> What to produce
Below are the entries; transcribe them exactly and drop every picture.

Start of The data

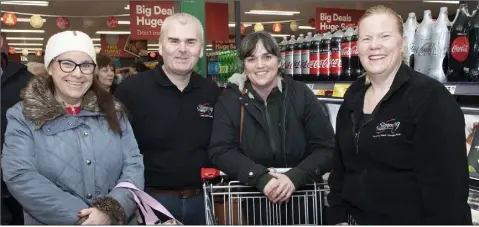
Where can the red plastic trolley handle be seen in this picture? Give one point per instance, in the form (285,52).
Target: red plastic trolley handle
(212,173)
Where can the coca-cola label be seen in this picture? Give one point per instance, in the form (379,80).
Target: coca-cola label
(289,62)
(297,62)
(346,50)
(324,63)
(304,62)
(460,48)
(335,64)
(354,48)
(313,64)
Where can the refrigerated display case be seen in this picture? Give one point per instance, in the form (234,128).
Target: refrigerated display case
(467,95)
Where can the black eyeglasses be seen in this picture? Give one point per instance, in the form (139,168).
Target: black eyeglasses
(68,66)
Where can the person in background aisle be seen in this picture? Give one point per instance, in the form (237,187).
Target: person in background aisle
(400,146)
(106,72)
(283,125)
(14,77)
(36,68)
(140,67)
(68,143)
(171,109)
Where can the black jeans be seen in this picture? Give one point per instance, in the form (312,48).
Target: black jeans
(189,211)
(12,212)
(299,210)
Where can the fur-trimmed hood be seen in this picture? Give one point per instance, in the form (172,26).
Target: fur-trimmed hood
(40,105)
(240,79)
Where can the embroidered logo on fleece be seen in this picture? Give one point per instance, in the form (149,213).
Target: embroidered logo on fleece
(205,110)
(388,128)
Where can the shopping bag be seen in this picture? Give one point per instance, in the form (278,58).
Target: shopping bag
(147,204)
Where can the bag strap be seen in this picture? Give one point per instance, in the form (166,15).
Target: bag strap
(243,92)
(146,203)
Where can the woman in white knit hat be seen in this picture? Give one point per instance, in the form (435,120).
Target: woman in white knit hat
(68,143)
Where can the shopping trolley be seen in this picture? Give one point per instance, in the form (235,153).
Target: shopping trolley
(233,203)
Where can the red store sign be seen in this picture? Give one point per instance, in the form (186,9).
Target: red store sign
(146,18)
(333,19)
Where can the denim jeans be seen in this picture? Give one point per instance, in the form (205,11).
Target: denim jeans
(189,211)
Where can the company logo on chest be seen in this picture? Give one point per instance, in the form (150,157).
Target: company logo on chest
(389,128)
(205,110)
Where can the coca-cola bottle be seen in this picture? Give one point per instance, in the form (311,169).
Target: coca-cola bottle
(335,60)
(440,45)
(325,57)
(305,56)
(422,44)
(282,49)
(314,58)
(289,56)
(297,58)
(409,32)
(356,65)
(473,56)
(346,71)
(459,46)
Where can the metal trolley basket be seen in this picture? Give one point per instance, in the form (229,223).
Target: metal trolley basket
(233,203)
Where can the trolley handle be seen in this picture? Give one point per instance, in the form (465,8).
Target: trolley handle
(212,173)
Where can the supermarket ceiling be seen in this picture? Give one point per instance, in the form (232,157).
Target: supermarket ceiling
(86,15)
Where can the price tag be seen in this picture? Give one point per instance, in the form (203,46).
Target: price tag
(451,88)
(311,86)
(340,89)
(321,92)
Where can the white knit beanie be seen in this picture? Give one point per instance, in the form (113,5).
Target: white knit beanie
(68,41)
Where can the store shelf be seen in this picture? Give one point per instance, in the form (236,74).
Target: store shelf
(463,88)
(337,89)
(320,88)
(465,109)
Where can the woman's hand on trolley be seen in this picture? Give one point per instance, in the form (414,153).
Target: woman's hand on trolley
(284,189)
(95,217)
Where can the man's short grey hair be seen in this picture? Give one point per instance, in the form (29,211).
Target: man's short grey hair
(182,18)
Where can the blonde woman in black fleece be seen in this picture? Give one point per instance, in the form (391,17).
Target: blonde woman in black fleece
(400,146)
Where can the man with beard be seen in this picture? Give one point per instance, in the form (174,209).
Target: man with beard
(171,114)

End of The data

> Exercise result
Where can the red plastic trolley handle be seen in this picture? Give one point per instance, in the form (285,52).
Target: red plastic trolley handle
(212,173)
Where can the coca-cola label be seen in this picture? Give one point per instance, in the form (379,80).
Target: coca-cola label
(289,62)
(297,62)
(346,50)
(324,63)
(304,62)
(460,48)
(335,64)
(354,48)
(313,64)
Where can the refrigerated display case be seen in this picture? Give one point per instance, in the form (234,128).
Target: refrigerated display case
(467,95)
Where can the black eyeglasses be seen in this picture? Give one point per instance, in the form (139,168).
Target: black eyeglasses
(68,66)
Where can the person in background aisle be seen in this picture? Give one point per instance, in the form (237,187).
Target: person in background aisle
(400,146)
(106,72)
(283,125)
(14,77)
(36,68)
(140,67)
(68,143)
(171,109)
Where can the black jeans be seen in this picture? Give one point per instance, in the form (312,48).
Target: black jeans
(189,211)
(12,212)
(299,210)
Where can the fur-trimmed hood be seen in this picture? Give one point per instance, in the form (172,26).
Target: fur-trimmed hood
(40,105)
(240,79)
Where can the embroidered logo on fleece be seen in this picture? Give one point per instance, in the form (149,213).
Target: embroidered logo on fleece
(205,110)
(388,128)
Where can the shopping bag be seen in this picture? Give one point per instance, in the form (278,58).
Target: shopping bag
(147,204)
Where can the bag strap be seen in this picture? Give one point per instance, in the form (166,15).
Target: bag strap
(243,92)
(146,203)
Where can the woman in white knit hat be seen in this picture? Give one point per instance, in the form (435,120).
Target: woman in white knit hat
(68,143)
Where can the shopping trolley be seen in this picture? Give one point per instance, in the form (235,153).
Target: shopping trolley
(233,203)
Where can the red store sign be seen in this picture? Give one point per instance, in the form (186,9).
Target: red store sign
(146,18)
(333,19)
Where can the denim jeans be seen in this picture? Give one point per instance, in the form (205,11).
Target: denim jeans
(189,211)
Where can the company logo on chest be seen in this picture? Give one point per instance, in the form (150,157).
Target: company logo on chest
(389,128)
(205,110)
Where can the coca-cola bottle be seen in this picture? Give one point per instance, in the form (311,169).
Target: coca-cola bottle
(335,60)
(440,45)
(325,57)
(305,56)
(422,44)
(282,49)
(314,58)
(289,56)
(297,58)
(409,32)
(356,65)
(473,56)
(346,71)
(459,46)
Where can the metal trolley basket be seen in this picture? Give one point per instance, in the form (229,223).
Target: metal trolley basket
(233,203)
Where can the trolley handle be seen in this picture? Give one point per instance, in the form (465,8).
Target: trolley handle
(212,173)
Where can the supermarket ceiling be seen in this picture? Give one point per instance, in the form (232,157).
Target: supermarket ceiling
(86,15)
Where can the price tag be seen in this picture? Give one point per instance, in the form (203,46).
Target: price tag
(451,88)
(311,86)
(340,89)
(321,92)
Where can the white knit beanie be seen in this picture? Give one point per instance, in the form (113,5).
Target: white knit beanie
(68,41)
Where can the store shelf be seen in this picture? Give one point per instance, in the form (236,74).
Target: store shelf
(463,88)
(337,89)
(320,88)
(465,109)
Where can the woman's hand on trolley be seen in this picture? Give one point per instance, in the form (414,153).
Target: woman's hand on trolley
(284,189)
(95,217)
Where can the man's short grey hair be seen in this picture? Give one point per instance, in the form (29,211).
Target: man's short grey hair
(182,18)
Where can the blonde woman in black fleece be seen in this picture? Give one point per instance, in the form (391,17).
Target: blonde woman in black fleece
(400,146)
Where can the man with beard be seen in this picture? Give one point per instance, in the form (174,209).
Target: man with beard
(171,114)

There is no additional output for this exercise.